··· Data for review

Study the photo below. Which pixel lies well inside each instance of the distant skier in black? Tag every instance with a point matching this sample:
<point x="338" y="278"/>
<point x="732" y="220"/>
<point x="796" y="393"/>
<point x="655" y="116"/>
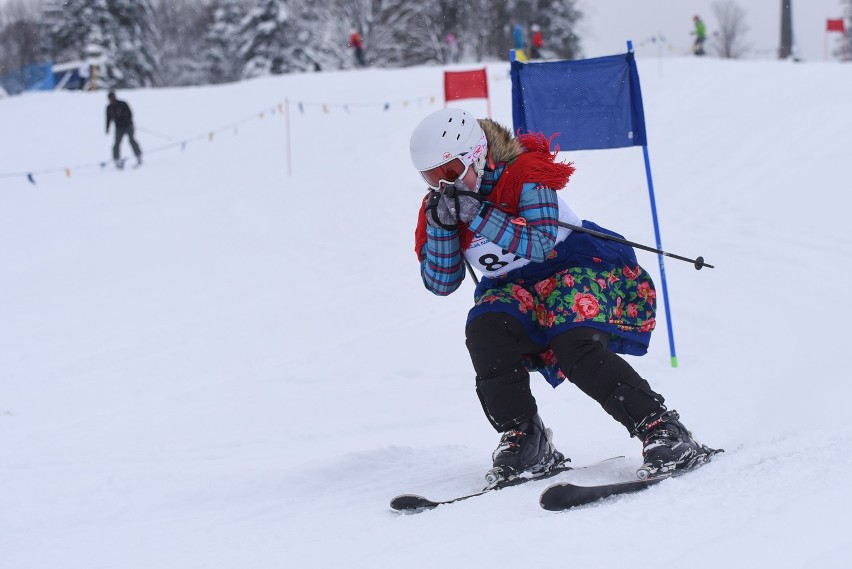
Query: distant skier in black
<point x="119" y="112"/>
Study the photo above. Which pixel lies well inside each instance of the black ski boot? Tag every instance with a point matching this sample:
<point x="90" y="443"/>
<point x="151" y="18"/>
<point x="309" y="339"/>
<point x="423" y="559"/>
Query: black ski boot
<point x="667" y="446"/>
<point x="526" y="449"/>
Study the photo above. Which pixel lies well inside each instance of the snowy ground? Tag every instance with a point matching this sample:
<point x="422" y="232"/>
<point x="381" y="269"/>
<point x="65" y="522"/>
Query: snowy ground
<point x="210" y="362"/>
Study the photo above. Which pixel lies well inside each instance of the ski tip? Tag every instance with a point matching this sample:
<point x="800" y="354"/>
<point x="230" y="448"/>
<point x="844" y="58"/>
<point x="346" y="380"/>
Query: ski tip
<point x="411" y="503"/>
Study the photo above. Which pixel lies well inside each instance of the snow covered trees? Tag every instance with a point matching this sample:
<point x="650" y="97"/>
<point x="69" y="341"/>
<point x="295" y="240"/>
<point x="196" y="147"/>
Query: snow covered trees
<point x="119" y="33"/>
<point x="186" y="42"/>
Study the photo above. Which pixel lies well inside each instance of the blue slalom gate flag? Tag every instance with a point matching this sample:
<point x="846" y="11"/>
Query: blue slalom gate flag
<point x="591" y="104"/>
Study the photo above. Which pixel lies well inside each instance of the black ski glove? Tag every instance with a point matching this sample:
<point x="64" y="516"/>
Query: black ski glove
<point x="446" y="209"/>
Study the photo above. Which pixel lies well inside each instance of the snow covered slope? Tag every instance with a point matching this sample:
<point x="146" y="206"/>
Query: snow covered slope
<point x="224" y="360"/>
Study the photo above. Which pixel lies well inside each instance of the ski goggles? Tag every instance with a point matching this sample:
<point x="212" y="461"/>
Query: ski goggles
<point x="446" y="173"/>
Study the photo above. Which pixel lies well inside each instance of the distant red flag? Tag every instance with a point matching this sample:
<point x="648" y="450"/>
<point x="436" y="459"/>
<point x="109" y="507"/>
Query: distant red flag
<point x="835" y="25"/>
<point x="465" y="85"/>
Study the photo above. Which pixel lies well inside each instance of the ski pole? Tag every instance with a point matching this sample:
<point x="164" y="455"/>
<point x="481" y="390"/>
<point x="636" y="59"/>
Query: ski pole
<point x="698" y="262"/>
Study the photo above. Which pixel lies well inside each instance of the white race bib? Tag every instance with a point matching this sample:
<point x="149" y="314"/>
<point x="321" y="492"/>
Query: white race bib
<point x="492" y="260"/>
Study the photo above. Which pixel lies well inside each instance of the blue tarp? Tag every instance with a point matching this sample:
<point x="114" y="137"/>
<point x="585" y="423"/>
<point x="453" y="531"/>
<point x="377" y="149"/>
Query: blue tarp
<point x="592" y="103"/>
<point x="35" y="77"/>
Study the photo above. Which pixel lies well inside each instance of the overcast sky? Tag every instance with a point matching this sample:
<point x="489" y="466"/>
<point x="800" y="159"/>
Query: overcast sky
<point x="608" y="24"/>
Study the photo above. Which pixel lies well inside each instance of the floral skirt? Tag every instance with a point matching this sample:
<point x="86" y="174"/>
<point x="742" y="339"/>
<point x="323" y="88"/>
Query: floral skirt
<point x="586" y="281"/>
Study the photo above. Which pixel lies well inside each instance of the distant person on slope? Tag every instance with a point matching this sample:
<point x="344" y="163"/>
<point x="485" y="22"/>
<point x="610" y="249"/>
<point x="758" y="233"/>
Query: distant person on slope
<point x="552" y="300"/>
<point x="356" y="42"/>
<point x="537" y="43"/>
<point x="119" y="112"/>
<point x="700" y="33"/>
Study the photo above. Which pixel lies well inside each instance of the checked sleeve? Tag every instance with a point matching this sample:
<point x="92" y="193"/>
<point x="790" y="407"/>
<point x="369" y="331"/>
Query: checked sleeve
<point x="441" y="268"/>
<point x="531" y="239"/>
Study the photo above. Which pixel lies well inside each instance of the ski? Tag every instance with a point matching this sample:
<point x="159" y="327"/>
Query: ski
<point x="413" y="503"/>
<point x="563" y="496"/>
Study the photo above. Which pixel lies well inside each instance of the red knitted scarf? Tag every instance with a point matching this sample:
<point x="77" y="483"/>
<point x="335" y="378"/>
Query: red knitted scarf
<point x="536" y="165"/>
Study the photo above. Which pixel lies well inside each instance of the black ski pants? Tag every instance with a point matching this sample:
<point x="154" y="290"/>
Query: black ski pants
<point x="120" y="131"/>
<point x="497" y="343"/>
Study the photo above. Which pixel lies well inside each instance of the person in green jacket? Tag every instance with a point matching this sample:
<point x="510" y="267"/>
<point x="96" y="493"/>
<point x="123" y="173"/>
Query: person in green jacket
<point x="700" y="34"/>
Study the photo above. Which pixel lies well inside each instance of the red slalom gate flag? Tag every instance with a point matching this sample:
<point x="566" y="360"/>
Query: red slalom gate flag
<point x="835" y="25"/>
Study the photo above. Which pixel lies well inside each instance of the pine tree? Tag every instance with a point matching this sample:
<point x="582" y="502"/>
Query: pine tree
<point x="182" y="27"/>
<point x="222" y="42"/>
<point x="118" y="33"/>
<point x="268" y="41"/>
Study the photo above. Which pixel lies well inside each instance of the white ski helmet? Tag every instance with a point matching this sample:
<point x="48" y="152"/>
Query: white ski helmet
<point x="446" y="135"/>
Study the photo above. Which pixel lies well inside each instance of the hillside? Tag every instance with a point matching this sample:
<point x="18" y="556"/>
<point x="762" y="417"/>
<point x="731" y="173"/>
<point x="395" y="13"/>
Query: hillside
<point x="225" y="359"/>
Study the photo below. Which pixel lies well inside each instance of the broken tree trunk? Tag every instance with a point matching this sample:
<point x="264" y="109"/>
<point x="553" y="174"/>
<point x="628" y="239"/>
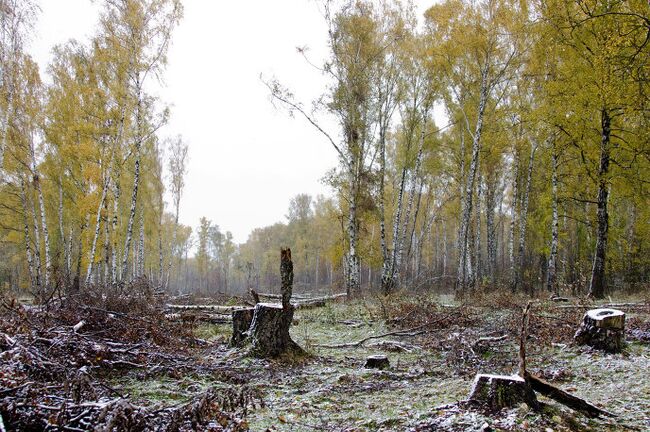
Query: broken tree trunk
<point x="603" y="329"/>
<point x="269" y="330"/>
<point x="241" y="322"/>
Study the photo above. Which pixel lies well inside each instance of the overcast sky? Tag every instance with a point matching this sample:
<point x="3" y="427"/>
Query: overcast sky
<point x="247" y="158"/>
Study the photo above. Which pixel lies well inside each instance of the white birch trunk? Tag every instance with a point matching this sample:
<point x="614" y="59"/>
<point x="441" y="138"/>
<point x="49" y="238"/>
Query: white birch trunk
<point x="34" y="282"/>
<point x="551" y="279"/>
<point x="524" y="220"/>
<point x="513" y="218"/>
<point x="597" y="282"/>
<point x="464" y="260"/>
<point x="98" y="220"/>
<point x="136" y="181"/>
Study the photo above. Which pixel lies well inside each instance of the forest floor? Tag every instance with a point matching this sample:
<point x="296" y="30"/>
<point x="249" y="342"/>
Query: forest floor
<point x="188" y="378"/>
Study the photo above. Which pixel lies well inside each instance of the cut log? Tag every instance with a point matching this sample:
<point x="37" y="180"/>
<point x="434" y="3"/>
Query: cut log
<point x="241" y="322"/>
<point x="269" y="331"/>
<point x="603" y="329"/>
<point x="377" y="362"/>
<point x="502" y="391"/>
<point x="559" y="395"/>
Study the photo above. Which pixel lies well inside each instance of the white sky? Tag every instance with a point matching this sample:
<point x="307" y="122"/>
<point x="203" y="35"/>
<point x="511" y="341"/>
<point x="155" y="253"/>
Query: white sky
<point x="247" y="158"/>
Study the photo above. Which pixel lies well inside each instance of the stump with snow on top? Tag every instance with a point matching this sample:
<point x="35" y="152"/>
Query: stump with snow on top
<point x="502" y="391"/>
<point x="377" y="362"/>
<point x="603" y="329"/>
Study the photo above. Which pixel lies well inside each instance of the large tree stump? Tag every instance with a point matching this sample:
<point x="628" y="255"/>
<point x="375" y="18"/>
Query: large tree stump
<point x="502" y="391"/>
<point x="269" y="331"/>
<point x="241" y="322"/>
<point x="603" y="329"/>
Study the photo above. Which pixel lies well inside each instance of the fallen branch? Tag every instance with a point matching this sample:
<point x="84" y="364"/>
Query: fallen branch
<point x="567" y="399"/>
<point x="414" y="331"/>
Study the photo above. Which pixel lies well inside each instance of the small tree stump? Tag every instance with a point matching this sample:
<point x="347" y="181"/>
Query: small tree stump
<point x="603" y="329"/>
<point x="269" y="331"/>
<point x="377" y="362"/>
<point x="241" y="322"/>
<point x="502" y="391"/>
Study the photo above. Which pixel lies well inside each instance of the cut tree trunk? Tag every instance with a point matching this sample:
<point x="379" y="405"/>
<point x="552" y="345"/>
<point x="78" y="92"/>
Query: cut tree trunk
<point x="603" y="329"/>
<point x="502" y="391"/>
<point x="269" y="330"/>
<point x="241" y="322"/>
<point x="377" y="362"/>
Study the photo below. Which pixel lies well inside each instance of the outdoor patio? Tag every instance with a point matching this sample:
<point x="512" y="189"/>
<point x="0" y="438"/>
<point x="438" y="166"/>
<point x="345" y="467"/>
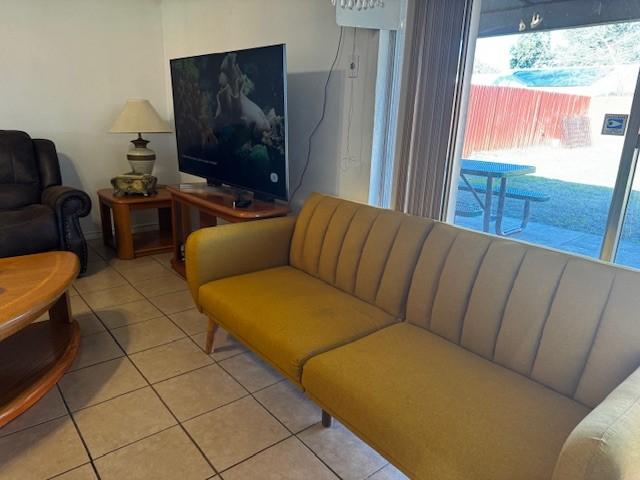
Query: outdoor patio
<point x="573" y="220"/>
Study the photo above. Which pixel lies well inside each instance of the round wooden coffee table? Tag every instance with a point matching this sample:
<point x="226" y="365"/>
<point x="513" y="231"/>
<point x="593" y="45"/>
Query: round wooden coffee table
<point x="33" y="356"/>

······

Exercise requirements:
Figure out how many lines of the data above include "below", then give the number and nothing more.

Exercise answer:
3